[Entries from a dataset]
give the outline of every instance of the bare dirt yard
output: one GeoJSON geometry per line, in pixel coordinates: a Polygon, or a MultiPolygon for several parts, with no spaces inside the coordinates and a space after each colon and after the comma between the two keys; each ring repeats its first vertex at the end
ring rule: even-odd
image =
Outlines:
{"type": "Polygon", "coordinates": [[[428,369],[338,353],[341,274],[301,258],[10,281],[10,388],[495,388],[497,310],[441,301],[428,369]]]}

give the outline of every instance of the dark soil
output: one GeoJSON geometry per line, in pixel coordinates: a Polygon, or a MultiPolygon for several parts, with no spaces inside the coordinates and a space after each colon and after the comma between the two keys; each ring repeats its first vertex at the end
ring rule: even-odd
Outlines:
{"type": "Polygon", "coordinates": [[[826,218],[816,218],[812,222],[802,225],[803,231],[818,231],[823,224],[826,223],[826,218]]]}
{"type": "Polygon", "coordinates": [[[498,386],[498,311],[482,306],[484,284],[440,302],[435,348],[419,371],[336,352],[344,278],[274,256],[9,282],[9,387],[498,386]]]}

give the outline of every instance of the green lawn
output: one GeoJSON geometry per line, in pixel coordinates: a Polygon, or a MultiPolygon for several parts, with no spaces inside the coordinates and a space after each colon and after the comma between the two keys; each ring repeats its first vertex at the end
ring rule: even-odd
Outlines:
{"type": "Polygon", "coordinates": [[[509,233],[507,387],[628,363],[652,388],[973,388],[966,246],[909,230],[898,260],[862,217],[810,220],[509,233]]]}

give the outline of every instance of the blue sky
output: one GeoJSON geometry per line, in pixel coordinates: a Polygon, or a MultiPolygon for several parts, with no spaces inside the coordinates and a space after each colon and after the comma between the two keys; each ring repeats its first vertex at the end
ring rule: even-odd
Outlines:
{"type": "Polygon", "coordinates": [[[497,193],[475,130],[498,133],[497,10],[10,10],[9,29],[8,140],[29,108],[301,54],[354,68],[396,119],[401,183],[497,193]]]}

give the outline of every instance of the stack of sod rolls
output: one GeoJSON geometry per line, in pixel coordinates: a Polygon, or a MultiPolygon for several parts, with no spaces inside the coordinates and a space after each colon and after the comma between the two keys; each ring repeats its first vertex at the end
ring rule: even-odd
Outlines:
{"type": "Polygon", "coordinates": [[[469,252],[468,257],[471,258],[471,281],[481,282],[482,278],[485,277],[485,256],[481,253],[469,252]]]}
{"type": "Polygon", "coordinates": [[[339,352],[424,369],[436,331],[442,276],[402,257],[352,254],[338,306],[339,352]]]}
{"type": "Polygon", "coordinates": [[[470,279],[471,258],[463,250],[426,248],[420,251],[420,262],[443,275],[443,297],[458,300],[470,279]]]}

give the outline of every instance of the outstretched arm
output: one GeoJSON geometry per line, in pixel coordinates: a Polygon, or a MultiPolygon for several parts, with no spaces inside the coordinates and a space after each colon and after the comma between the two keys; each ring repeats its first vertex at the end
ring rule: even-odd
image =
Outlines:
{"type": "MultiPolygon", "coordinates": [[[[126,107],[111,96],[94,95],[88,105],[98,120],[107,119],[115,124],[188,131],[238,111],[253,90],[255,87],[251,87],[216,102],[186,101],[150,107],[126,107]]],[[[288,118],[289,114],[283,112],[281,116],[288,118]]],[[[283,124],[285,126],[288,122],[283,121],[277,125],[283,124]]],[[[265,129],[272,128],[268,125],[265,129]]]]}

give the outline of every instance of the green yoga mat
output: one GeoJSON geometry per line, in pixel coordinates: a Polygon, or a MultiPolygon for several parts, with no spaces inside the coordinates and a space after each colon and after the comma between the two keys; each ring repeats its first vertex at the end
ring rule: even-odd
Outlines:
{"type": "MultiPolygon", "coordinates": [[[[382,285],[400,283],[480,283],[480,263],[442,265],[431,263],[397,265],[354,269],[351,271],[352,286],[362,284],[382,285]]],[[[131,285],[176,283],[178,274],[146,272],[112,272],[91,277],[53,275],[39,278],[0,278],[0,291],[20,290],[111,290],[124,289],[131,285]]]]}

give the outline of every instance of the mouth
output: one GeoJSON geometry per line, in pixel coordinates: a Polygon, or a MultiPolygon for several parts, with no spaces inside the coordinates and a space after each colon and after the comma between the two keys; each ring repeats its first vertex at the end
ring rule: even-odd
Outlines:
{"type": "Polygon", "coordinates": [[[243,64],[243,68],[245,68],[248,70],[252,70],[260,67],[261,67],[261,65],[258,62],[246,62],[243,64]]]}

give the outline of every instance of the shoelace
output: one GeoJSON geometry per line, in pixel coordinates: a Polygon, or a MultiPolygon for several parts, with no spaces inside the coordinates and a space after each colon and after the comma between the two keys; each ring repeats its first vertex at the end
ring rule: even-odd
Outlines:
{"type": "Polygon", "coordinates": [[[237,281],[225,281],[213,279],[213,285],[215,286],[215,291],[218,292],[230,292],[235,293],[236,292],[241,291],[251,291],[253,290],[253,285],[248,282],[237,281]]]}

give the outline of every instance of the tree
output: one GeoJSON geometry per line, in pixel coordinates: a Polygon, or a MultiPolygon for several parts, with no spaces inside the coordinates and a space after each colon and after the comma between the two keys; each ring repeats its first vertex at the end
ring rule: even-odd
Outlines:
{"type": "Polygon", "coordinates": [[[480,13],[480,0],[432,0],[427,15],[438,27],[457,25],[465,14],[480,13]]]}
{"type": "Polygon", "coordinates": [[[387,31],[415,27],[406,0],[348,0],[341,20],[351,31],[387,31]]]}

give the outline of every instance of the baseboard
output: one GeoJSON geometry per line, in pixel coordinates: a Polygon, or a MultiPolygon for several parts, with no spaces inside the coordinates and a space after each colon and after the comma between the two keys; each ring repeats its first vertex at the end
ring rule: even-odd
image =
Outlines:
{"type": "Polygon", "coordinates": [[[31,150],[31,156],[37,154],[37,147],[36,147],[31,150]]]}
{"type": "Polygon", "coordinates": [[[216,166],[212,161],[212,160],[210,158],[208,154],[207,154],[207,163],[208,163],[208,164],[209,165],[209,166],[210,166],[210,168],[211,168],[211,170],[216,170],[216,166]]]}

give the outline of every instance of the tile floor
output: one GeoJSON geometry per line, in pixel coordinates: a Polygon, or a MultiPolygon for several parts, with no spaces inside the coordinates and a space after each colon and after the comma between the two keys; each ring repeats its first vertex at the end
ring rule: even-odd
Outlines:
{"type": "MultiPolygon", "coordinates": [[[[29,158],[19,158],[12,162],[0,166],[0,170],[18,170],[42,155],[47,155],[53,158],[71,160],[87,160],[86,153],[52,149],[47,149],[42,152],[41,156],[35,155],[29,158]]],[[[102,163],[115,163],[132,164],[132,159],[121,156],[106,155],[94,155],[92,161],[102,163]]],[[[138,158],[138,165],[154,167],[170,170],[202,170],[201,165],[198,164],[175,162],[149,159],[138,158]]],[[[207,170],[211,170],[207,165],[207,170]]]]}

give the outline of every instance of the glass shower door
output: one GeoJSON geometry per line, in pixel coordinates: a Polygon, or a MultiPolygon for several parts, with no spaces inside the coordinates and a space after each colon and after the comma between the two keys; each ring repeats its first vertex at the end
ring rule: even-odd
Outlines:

** Task instructions **
Go through the listing above and restate it word for word.

** Task solution **
give the outline of every instance of the bare dirt yard
output: one GeoJSON geometry per line, in pixel coordinates: a Polygon, or a MultiPolygon for several parts, with no spaces inside the coordinates and a space after each colon and after the comma between the two keys; each ring repeats its first vertex at the end
ring rule: even-odd
image =
Outlines:
{"type": "Polygon", "coordinates": [[[428,369],[338,353],[341,274],[301,258],[10,281],[10,388],[495,388],[497,310],[441,301],[428,369]]]}

give the outline of every instance of the dark soil
output: one GeoJSON geometry per line, in pixel coordinates: a Polygon, or a MultiPolygon for several parts, with no spaces inside the coordinates and a space after each colon and after the comma between the two keys; each ring repeats its first vertex at the end
ring rule: even-odd
Outlines:
{"type": "Polygon", "coordinates": [[[826,218],[816,218],[812,222],[802,225],[803,231],[818,231],[823,224],[826,223],[826,218]]]}
{"type": "Polygon", "coordinates": [[[498,386],[498,311],[482,306],[484,284],[440,302],[435,348],[419,371],[336,352],[344,278],[274,256],[9,282],[9,387],[498,386]]]}

give the outline of every instance of the green lawn
output: one GeoJSON geometry per line, in pixel coordinates: a Polygon, or a MultiPolygon for several parts, with no spaces inside the coordinates and a space after each colon and after the comma between the two keys; each ring repeats its first vertex at the end
ring rule: even-odd
Outlines:
{"type": "Polygon", "coordinates": [[[509,233],[507,387],[628,363],[652,388],[973,388],[966,246],[909,230],[898,260],[862,217],[810,220],[509,233]]]}

give the outline of every instance of the blue sky
output: one GeoJSON geometry per line, in pixel coordinates: a Polygon, or a MultiPolygon for several parts, with no spaces inside the coordinates and a space after each colon and after the comma between the two keys; each ring repeats its first vertex at the end
ring rule: even-odd
Outlines:
{"type": "Polygon", "coordinates": [[[497,193],[475,130],[498,133],[497,10],[10,10],[9,29],[8,140],[29,108],[301,54],[354,68],[396,119],[401,183],[497,193]]]}

give the outline of every instance of the stack of sod rolls
output: one GeoJSON geometry per line, in pixel coordinates: a Polygon, or a MultiPolygon for several parts, with no spaces inside the coordinates and a space after each colon and after the comma between the two keys; each ring repeats its first vertex at the end
ring rule: even-odd
Outlines:
{"type": "Polygon", "coordinates": [[[469,252],[468,257],[471,258],[471,281],[481,282],[482,278],[485,277],[485,256],[481,253],[469,252]]]}
{"type": "Polygon", "coordinates": [[[339,352],[424,369],[436,331],[442,276],[402,257],[352,254],[338,306],[339,352]]]}
{"type": "Polygon", "coordinates": [[[470,279],[471,258],[463,250],[426,248],[420,251],[420,262],[443,275],[443,297],[458,300],[470,279]]]}

give the outline of every instance of the outstretched arm
output: one GeoJSON geometry per line, in pixel coordinates: a Polygon, or a MultiPolygon for several parts, with no spaces inside the coordinates and a space after each colon and after the comma between the two keys; each ring repeats its first vertex at the end
ring rule: even-odd
image =
Outlines:
{"type": "MultiPolygon", "coordinates": [[[[126,107],[111,96],[94,95],[88,105],[98,120],[107,119],[115,124],[188,131],[238,111],[253,90],[255,87],[251,87],[216,102],[186,101],[150,107],[126,107]]],[[[288,118],[289,114],[283,112],[281,116],[288,118]]],[[[283,124],[285,126],[288,122],[283,121],[277,125],[283,124]]],[[[265,129],[272,128],[268,125],[265,129]]]]}

give the outline of every instance of the green yoga mat
output: one GeoJSON geometry per line, in pixel coordinates: a Polygon, or a MultiPolygon for several parts, with no spaces inside the coordinates and a space after each colon and after the comma between the two keys; each ring repeats its first vertex at the end
ring rule: even-odd
Outlines:
{"type": "MultiPolygon", "coordinates": [[[[382,285],[400,283],[480,283],[480,263],[442,265],[431,263],[397,265],[354,269],[351,271],[352,286],[362,284],[382,285]]],[[[131,285],[176,283],[178,274],[146,272],[112,272],[91,277],[53,275],[39,278],[0,278],[0,291],[20,290],[111,290],[124,289],[131,285]]]]}

give the outline of every instance of the mouth
output: one GeoJSON geometry per line, in pixel coordinates: a Polygon, or a MultiPolygon for several parts, with no spaces inside the coordinates and a space after each colon and after the comma between the two keys; each ring repeats its first vertex at the end
ring rule: even-odd
Outlines:
{"type": "Polygon", "coordinates": [[[243,64],[243,68],[245,68],[248,70],[252,70],[260,67],[261,67],[261,65],[258,62],[246,62],[243,64]]]}

give the outline of every instance of the shoelace
output: one GeoJSON geometry per line, in pixel coordinates: a Polygon, or a MultiPolygon for several parts, with no spaces inside the coordinates and a space after each colon and after the comma between the two keys; each ring repeats its first vertex at the end
ring rule: even-odd
Outlines:
{"type": "Polygon", "coordinates": [[[237,281],[225,281],[213,279],[213,285],[215,286],[215,291],[218,292],[230,292],[235,293],[236,292],[241,291],[251,291],[253,290],[253,285],[248,282],[237,281]]]}

give the outline of every instance of the tree
output: one GeoJSON geometry per line, in pixel coordinates: a Polygon, or a MultiPolygon for several parts, with no spaces inside the coordinates and a space after each colon and after the comma between the two keys; each ring repeats its first vertex at the end
ring rule: even-odd
Outlines:
{"type": "Polygon", "coordinates": [[[480,13],[480,0],[432,0],[427,15],[438,27],[457,25],[465,14],[480,13]]]}
{"type": "Polygon", "coordinates": [[[387,31],[415,27],[406,0],[348,0],[341,20],[351,31],[387,31]]]}

give the outline of every instance of the baseboard
output: one GeoJSON geometry per line, in pixel coordinates: a Polygon, or a MultiPolygon for several parts, with no spaces inside the coordinates and a space after each colon and after the comma between the two keys; each ring repeats its first vertex at the end
ring rule: even-odd
image =
Outlines:
{"type": "Polygon", "coordinates": [[[31,150],[31,156],[37,154],[37,147],[36,147],[31,150]]]}
{"type": "Polygon", "coordinates": [[[216,166],[212,161],[212,160],[210,158],[208,154],[207,154],[207,163],[208,163],[208,164],[209,165],[209,166],[210,166],[210,168],[211,168],[211,170],[216,170],[216,166]]]}

give the outline of every instance of the tile floor
output: one GeoJSON geometry per line, in pixel coordinates: a Polygon, or a MultiPolygon for several parts, with no spaces inside the coordinates and a space after each colon and after the comma between the two keys; each ring repeats its first vertex at the end
ring rule: even-odd
Outlines:
{"type": "MultiPolygon", "coordinates": [[[[29,158],[19,158],[12,162],[0,166],[0,170],[18,170],[42,155],[47,155],[53,158],[71,160],[87,160],[86,153],[52,149],[47,149],[42,152],[41,156],[35,155],[29,158]]],[[[102,163],[115,163],[132,164],[132,159],[121,156],[106,155],[94,155],[92,161],[102,163]]],[[[138,158],[138,165],[154,167],[170,170],[202,170],[201,165],[198,164],[175,162],[149,159],[138,158]]],[[[207,170],[211,170],[207,165],[207,170]]]]}

give the outline of every instance of the glass shower door
output: one GeoJSON geometry per line, in pixel coordinates: a Polygon, or a MultiPolygon for several parts, with no spaces inside the coordinates and a space after each colon and after the comma between the two keys; each ring repeats its first vertex at the end
ring rule: even-odd
Outlines:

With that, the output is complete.